Items from a dataset:
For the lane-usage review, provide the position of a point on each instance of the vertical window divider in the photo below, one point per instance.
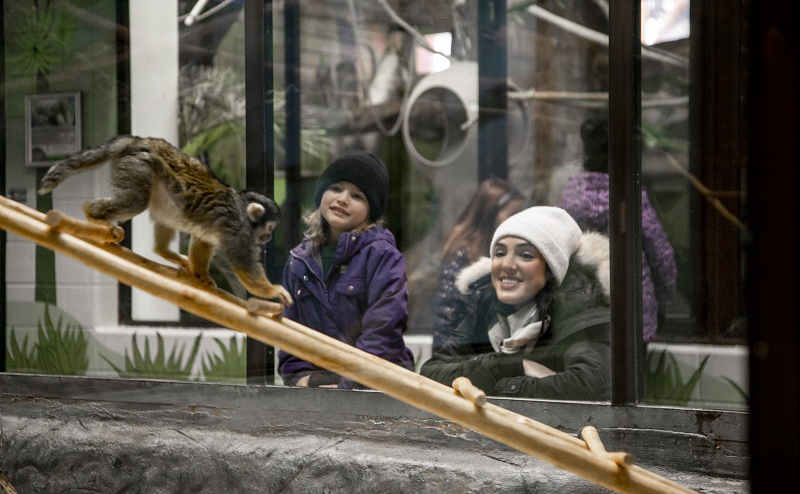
(625, 208)
(260, 147)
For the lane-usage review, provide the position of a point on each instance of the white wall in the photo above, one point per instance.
(154, 113)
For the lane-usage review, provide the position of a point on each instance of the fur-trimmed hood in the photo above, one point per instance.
(593, 250)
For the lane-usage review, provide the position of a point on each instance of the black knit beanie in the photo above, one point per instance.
(366, 171)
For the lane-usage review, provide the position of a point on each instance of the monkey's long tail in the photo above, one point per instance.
(80, 161)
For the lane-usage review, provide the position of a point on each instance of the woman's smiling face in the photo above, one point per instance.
(519, 271)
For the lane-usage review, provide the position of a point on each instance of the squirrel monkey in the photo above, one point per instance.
(182, 194)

WRITTEN INSTRUCTION:
In the records above, substitute "give the location of" for every "provide the position of" and leave everything else unchanged. Omit the pictures from your answer.

OUTPUT BELOW:
For the lane-usage review, give the location of a point on each instance of the vertical window divider in the photo below, one point per instance.
(625, 208)
(260, 147)
For the lane-usage review, give the location of a point on each instance of the white wall in the photo above, one point per instance.
(154, 113)
For the lane-usage review, give the location of a point on each instance of the fur-trimmed hood in the photo above, one point per instance.
(593, 250)
For the lane-usage review, give the location of a point on each instance of the black knit beanie in the photo above, one point per instance.
(366, 171)
For the lane-usage review, give the location of a point on each instance of the monkey's long tail in the photo above, one point per instance.
(80, 161)
For the lane-usage review, give the location of a point on each instance of the woman's smiling face in the photo above, one point per instance.
(519, 271)
For the lane-usage review, give the location of a point on each instance of the squirrel monkey in the photo above, one point per instance.
(182, 194)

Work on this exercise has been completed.